Set down each record exactly as written.

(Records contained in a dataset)
——————————

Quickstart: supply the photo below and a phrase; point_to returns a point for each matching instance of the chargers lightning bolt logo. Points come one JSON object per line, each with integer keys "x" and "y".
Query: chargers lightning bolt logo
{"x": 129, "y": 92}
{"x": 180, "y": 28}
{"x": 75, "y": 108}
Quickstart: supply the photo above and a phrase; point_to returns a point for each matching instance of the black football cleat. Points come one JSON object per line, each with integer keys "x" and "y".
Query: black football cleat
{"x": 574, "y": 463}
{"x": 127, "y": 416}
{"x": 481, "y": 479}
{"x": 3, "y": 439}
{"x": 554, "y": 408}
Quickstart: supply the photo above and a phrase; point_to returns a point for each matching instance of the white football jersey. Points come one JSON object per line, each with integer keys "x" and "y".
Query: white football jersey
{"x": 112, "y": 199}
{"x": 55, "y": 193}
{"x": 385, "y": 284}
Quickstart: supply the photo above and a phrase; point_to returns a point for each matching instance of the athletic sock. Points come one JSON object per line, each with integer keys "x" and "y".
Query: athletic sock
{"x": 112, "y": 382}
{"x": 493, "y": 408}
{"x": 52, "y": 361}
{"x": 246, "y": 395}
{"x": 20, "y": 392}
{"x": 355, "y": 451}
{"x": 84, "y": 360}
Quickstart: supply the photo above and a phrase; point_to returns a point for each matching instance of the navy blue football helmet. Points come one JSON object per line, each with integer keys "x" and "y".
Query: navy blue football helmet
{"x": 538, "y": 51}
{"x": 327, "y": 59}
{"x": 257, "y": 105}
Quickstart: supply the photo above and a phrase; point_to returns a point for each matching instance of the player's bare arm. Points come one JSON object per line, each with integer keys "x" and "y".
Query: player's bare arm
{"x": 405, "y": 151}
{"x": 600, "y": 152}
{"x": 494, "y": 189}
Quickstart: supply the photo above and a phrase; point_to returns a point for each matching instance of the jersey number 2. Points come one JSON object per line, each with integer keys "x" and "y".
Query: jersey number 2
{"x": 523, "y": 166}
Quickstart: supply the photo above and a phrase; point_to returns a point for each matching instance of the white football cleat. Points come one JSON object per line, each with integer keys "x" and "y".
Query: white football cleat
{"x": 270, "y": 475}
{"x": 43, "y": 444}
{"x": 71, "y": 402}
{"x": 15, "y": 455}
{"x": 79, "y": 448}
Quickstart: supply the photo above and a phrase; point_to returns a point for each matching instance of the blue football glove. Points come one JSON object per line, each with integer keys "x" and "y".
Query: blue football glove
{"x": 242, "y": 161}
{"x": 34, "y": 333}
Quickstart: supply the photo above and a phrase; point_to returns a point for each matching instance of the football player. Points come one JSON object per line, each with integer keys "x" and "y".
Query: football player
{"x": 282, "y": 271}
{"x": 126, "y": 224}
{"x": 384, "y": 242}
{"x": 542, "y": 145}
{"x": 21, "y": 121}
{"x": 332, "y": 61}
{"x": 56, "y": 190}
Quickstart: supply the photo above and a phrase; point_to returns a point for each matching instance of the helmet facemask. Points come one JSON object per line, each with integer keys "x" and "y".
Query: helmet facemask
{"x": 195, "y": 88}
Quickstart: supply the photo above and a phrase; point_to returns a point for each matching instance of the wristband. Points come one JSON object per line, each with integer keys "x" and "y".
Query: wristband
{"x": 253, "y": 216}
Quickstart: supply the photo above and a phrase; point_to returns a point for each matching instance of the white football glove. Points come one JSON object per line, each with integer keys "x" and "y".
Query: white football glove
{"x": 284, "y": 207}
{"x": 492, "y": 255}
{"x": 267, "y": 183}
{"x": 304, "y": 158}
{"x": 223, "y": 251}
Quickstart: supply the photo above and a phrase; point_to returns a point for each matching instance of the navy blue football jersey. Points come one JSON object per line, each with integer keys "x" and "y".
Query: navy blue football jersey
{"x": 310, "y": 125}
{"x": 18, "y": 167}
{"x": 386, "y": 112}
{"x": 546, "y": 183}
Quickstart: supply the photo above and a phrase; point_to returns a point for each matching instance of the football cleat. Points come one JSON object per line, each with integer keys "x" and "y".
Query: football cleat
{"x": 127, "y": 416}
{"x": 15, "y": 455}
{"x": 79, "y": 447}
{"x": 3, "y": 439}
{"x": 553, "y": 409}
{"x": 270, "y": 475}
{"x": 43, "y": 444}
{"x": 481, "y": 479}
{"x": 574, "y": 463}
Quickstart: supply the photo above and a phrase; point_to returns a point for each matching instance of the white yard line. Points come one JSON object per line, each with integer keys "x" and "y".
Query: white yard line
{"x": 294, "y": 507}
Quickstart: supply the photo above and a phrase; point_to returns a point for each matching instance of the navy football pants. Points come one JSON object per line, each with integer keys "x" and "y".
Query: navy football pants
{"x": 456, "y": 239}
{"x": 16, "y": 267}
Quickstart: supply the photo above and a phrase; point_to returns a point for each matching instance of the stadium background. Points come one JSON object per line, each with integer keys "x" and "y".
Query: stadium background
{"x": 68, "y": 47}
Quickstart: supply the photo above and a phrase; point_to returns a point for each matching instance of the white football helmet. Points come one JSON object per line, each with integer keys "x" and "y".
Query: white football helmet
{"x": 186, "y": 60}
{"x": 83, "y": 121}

——————————

WRITTEN RESPONSE -
Quickstart: supply the photo below and a phrase; point_to returns a point for each matching instance of the chargers lightning bolt logo. Points come one JSON object per line, each with integer keys "x" and "y".
Query: chargers lightning bolt logo
{"x": 129, "y": 92}
{"x": 180, "y": 28}
{"x": 75, "y": 108}
Quickstart: supply the photo above and a phrase; point_to returns a point for each matching instance of the black football cleat. Points come one JSON object per line, each with integer keys "x" and "y".
Query: black football cleat
{"x": 574, "y": 463}
{"x": 127, "y": 416}
{"x": 481, "y": 479}
{"x": 3, "y": 439}
{"x": 554, "y": 408}
Quickstart: supply the photo above and a phrase; point_to returns a point for each matching instance of the white football jersey. Points come one JSON object per line, each with integer keys "x" and "y".
Query: white football jersey
{"x": 112, "y": 199}
{"x": 55, "y": 193}
{"x": 385, "y": 284}
Quickstart: supply the photo above and a phrase; point_to returns a point for each matching instance of the athletic sock. Points come one JSON object per line, each with integer keys "x" and "y".
Query: athletic sock
{"x": 112, "y": 382}
{"x": 493, "y": 408}
{"x": 52, "y": 361}
{"x": 246, "y": 395}
{"x": 20, "y": 392}
{"x": 355, "y": 451}
{"x": 84, "y": 360}
Quickstart: supply the photo above and a phrase; point_to returns a point for each matching instance of the navy blue football helmet. Points come one JSON object per line, each with integer keys "x" and "y".
Query: navy blue football helmet
{"x": 538, "y": 51}
{"x": 327, "y": 59}
{"x": 257, "y": 105}
Quickstart: supply the photo above and a phrase; point_to returns a point for each matching instance of the player's bare arm. Points come one JSON object per line, each with integer keys "x" and "y".
Query: player's bare arm
{"x": 405, "y": 151}
{"x": 600, "y": 152}
{"x": 494, "y": 189}
Quickstart: supply the photo above and a phrase; point_to returns a point for each matching instance of the jersey number 2. Points come one JSON object per line, each with integer keys "x" and "y".
Query: jersey number 2
{"x": 523, "y": 166}
Quickstart: supply the photo above and a phrase; point_to returns a point for each matching instance of the white football cleat. Points come one JSON object per line, each with integer keys "x" and "y".
Query: white football cleat
{"x": 270, "y": 475}
{"x": 43, "y": 444}
{"x": 71, "y": 402}
{"x": 15, "y": 455}
{"x": 79, "y": 448}
Quickstart: supply the photo above and a phrase; point_to returns a point for each matching instance of the blue football glove. Points come one JSON object per line, each with integer keys "x" and "y".
Query: blue football glove
{"x": 242, "y": 161}
{"x": 34, "y": 333}
Quickstart: supply the photo above and a phrase; point_to returns a point for each matching instance of the football player. Points come one JSON object per line, each with integer keys "x" and "y".
Query: football player
{"x": 282, "y": 271}
{"x": 126, "y": 224}
{"x": 384, "y": 242}
{"x": 542, "y": 145}
{"x": 21, "y": 121}
{"x": 332, "y": 61}
{"x": 56, "y": 190}
Quickstart: supply the photo above and a phrase; point_to returns a point for each matching instance of the helmet facemask. Points come one JSON object per line, each with integer keys "x" and "y".
Query: helmet facemask
{"x": 195, "y": 88}
Quickstart: supply the photo above and a phrase; point_to returns a point for each matching instance of the wristband. Points come one JSON object per line, each with integer keys "x" and "y".
Query: wristband
{"x": 253, "y": 216}
Quickstart: supply the photo above and a phrase; point_to returns a point for each matching instance of the white football glove. Points come one JSON object per line, each with integer keys "x" and "y".
Query: white football glove
{"x": 284, "y": 207}
{"x": 492, "y": 255}
{"x": 267, "y": 183}
{"x": 304, "y": 158}
{"x": 223, "y": 251}
Quickstart: supply the photo above and a phrase; point_to returns a point for each matching instance of the navy blue football jersey. Points come one JSON object per line, each with integer keys "x" and "y".
Query: navy blue football jersey
{"x": 310, "y": 125}
{"x": 18, "y": 167}
{"x": 386, "y": 112}
{"x": 546, "y": 183}
Quickstart: supply the photo above and a phrase; point_to returns a point for each matching instance of the football cleat. Points come one JSON object per line, each with integer keys "x" and "y".
Query: football cleat
{"x": 127, "y": 416}
{"x": 15, "y": 455}
{"x": 79, "y": 447}
{"x": 3, "y": 439}
{"x": 553, "y": 409}
{"x": 270, "y": 475}
{"x": 43, "y": 444}
{"x": 481, "y": 479}
{"x": 574, "y": 463}
Quickstart: supply the photo above and a phrase; point_to returns a point for each matching instance of the white yard line. Points come one JSON object per line, each with integer keys "x" and "y".
Query: white yard line
{"x": 294, "y": 507}
Quickstart: supply the photo above and a phrase; point_to returns a point for each matching instance of the navy football pants. Points come one JSON object per line, each with integer keys "x" and "y".
Query: navy football pants
{"x": 456, "y": 239}
{"x": 16, "y": 267}
Quickstart: supply the photo above and a phrase; point_to returns a point for each matching instance of the stadium background. Points come one JSON object per line, each with integer keys "x" and "y".
Query: stadium background
{"x": 68, "y": 47}
Quickstart: supply the photo above and a phrase; point_to returns a point for each matching instance of the white football helmet. Points come one JSON object per line, each with integer keys "x" and "y".
Query: white football helmet
{"x": 186, "y": 60}
{"x": 83, "y": 121}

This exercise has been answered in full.